Recast every line of the items below as one JSON array of strings, one string per line, with blank lines omitted.
— BEGIN Provided data —
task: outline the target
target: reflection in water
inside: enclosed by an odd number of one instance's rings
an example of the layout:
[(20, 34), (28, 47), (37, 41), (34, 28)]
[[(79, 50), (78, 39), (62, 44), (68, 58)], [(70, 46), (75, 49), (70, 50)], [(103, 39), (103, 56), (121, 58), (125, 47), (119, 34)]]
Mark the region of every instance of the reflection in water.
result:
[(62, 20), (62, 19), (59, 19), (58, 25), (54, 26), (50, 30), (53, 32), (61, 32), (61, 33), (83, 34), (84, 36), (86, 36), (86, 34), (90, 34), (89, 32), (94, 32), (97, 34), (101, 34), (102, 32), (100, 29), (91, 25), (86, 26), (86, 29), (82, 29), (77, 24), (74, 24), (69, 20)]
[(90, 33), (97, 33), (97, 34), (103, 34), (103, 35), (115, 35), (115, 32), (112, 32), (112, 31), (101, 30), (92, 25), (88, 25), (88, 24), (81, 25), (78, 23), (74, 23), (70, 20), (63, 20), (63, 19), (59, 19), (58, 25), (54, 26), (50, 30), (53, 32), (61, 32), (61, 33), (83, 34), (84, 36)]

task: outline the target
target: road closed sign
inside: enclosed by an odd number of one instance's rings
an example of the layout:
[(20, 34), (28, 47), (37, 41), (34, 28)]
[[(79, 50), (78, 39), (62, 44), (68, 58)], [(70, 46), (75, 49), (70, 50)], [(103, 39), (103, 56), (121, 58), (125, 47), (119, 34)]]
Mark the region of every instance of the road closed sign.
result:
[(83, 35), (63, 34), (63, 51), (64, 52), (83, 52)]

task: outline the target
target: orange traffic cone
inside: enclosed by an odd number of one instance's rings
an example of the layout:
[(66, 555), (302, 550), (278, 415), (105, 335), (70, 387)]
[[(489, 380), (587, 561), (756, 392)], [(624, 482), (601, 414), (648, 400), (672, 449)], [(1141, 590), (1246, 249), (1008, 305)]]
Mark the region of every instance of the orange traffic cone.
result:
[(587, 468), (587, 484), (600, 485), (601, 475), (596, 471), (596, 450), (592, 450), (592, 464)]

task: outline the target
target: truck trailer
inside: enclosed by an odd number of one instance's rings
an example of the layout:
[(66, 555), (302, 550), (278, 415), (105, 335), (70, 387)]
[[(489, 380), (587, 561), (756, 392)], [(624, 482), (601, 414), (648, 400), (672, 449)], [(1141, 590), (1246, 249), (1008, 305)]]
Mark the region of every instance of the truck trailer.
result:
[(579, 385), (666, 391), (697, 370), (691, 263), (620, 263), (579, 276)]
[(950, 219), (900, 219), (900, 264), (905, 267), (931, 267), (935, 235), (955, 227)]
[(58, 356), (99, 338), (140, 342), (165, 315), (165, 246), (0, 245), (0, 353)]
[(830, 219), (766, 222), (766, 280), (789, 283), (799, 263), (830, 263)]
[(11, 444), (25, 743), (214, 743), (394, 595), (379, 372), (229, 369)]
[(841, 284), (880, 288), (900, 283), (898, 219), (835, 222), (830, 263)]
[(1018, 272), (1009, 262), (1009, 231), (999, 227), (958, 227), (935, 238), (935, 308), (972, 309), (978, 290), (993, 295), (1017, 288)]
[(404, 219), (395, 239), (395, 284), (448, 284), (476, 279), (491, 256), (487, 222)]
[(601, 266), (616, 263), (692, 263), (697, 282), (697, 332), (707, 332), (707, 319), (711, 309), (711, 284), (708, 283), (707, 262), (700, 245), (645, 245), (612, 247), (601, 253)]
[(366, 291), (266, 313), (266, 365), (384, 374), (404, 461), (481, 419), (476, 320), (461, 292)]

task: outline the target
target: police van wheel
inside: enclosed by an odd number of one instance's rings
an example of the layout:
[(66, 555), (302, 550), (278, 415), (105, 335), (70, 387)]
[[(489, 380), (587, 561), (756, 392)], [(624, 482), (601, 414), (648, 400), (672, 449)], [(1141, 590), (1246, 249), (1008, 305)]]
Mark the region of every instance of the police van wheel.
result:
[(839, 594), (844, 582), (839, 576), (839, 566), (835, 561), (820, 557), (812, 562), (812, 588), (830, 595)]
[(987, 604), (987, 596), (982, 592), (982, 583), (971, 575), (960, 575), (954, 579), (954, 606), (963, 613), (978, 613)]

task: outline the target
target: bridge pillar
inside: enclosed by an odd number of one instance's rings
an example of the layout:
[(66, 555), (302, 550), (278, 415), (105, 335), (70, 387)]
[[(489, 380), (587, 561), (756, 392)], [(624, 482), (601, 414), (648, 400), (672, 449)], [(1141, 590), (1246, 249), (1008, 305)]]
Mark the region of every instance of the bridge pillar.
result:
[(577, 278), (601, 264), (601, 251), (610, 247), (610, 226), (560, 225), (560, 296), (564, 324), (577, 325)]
— END Provided data —
## Worked solution
[
  "task: outline the target",
  "target: reflection in water",
  "inside: enclosed by an odd number of one instance's rings",
  "an example of the layout:",
  "[(20, 34), (28, 47), (37, 41), (34, 28)]",
  "[[(79, 50), (78, 39), (62, 44), (68, 58)], [(70, 46), (75, 49), (70, 50)], [(103, 39), (103, 56), (121, 58), (125, 47), (119, 34)]]",
  "Mark the region of every instance of the reflection in water.",
  "result:",
  "[(62, 20), (62, 19), (59, 19), (58, 25), (54, 26), (50, 30), (53, 32), (61, 32), (61, 33), (83, 34), (84, 36), (86, 36), (86, 34), (90, 34), (89, 32), (94, 32), (97, 34), (101, 34), (102, 32), (100, 29), (91, 25), (86, 26), (86, 29), (82, 29), (77, 24), (74, 24), (69, 20)]",
  "[(90, 33), (97, 33), (97, 34), (103, 34), (103, 35), (115, 35), (115, 32), (112, 32), (112, 31), (101, 30), (92, 25), (88, 25), (88, 24), (81, 25), (78, 23), (74, 23), (70, 20), (63, 20), (63, 19), (59, 19), (58, 25), (54, 26), (50, 30), (53, 32), (61, 32), (61, 33), (83, 34), (84, 36)]",
  "task: outline the target",
  "target: road closed sign",
  "inside: enclosed by an odd number of one instance's rings",
  "an example of the layout:",
  "[(20, 34), (28, 47), (37, 41), (34, 28)]",
  "[[(79, 50), (78, 39), (62, 44), (68, 58)], [(70, 46), (75, 49), (70, 50)], [(103, 39), (103, 56), (121, 58), (125, 47), (119, 34)]]",
  "Mark the region of every instance of the road closed sign.",
  "result:",
  "[(83, 35), (63, 34), (63, 51), (64, 52), (83, 52)]",
  "task: outline the target",
  "target: orange traffic cone",
  "inside: enclosed by an odd number of one instance's rings",
  "an example of the layout:",
  "[(66, 555), (302, 550), (278, 415), (105, 335), (70, 387)]",
  "[[(489, 380), (587, 561), (756, 392)], [(624, 482), (601, 414), (648, 400), (672, 449)], [(1141, 590), (1246, 249), (1008, 305)]]",
  "Mark the region of every instance of the orange traffic cone.",
  "result:",
  "[(587, 468), (587, 484), (600, 485), (601, 475), (596, 471), (596, 450), (592, 450), (592, 464)]",
  "task: outline the target",
  "target: truck trailer",
  "inside: enclosed by an odd number of one instance's rings",
  "an example of the layout:",
  "[(66, 555), (302, 550), (278, 415), (105, 335), (70, 387)]",
  "[[(489, 380), (587, 561), (756, 392)], [(624, 482), (601, 414), (648, 400), (672, 449)], [(1141, 590), (1246, 249), (1008, 305)]]",
  "Mark the region of every instance of the truck trailer.",
  "result:",
  "[(579, 385), (666, 391), (697, 370), (691, 263), (620, 263), (579, 276)]",
  "[(950, 219), (900, 219), (900, 264), (905, 267), (931, 267), (935, 235), (955, 227)]",
  "[(58, 356), (99, 338), (140, 342), (165, 315), (165, 246), (0, 245), (0, 353)]",
  "[(830, 219), (766, 222), (766, 280), (789, 283), (799, 263), (830, 263)]",
  "[(11, 444), (25, 743), (214, 743), (394, 595), (379, 372), (229, 369)]",
  "[(841, 284), (880, 288), (900, 283), (898, 219), (835, 222), (830, 263)]",
  "[(1018, 272), (1009, 262), (1009, 231), (999, 227), (958, 227), (935, 238), (935, 308), (972, 309), (978, 290), (993, 295), (1017, 288)]",
  "[(404, 219), (395, 239), (395, 284), (448, 284), (476, 279), (491, 256), (487, 222)]",
  "[(601, 266), (616, 263), (692, 263), (697, 282), (697, 332), (707, 332), (707, 319), (711, 309), (711, 284), (708, 283), (707, 262), (700, 245), (645, 245), (612, 247), (601, 253)]",
  "[(366, 291), (266, 313), (266, 365), (384, 374), (404, 461), (481, 419), (476, 320), (461, 292)]",
  "task: outline the target",
  "target: police van wheel",
  "inside: enclosed by an odd number of one instance's rings",
  "an example of the layout:",
  "[(66, 555), (302, 550), (278, 415), (105, 335), (70, 387)]",
  "[[(489, 380), (587, 561), (756, 392)], [(624, 482), (601, 414), (648, 400), (672, 449)], [(1141, 590), (1246, 249), (1008, 305)]]",
  "Mark the region of every instance of the police van wheel.",
  "result:",
  "[(839, 594), (844, 582), (839, 576), (839, 566), (835, 561), (820, 557), (812, 562), (812, 588), (830, 595)]",
  "[(987, 604), (987, 596), (982, 592), (982, 583), (971, 575), (960, 575), (954, 579), (954, 606), (963, 613), (978, 613)]",
  "task: outline the target",
  "target: bridge pillar",
  "inside: enclosed by an odd number of one instance's rings",
  "an example of the layout:",
  "[(66, 555), (302, 550), (278, 415), (105, 335), (70, 387)]",
  "[[(489, 380), (587, 561), (756, 392)], [(624, 482), (601, 414), (648, 400), (672, 449)], [(1141, 590), (1246, 249), (1008, 305)]]",
  "Mark the region of every instance of the bridge pillar.",
  "result:",
  "[(577, 278), (601, 264), (601, 251), (610, 247), (610, 226), (560, 225), (560, 296), (564, 324), (577, 325)]"
]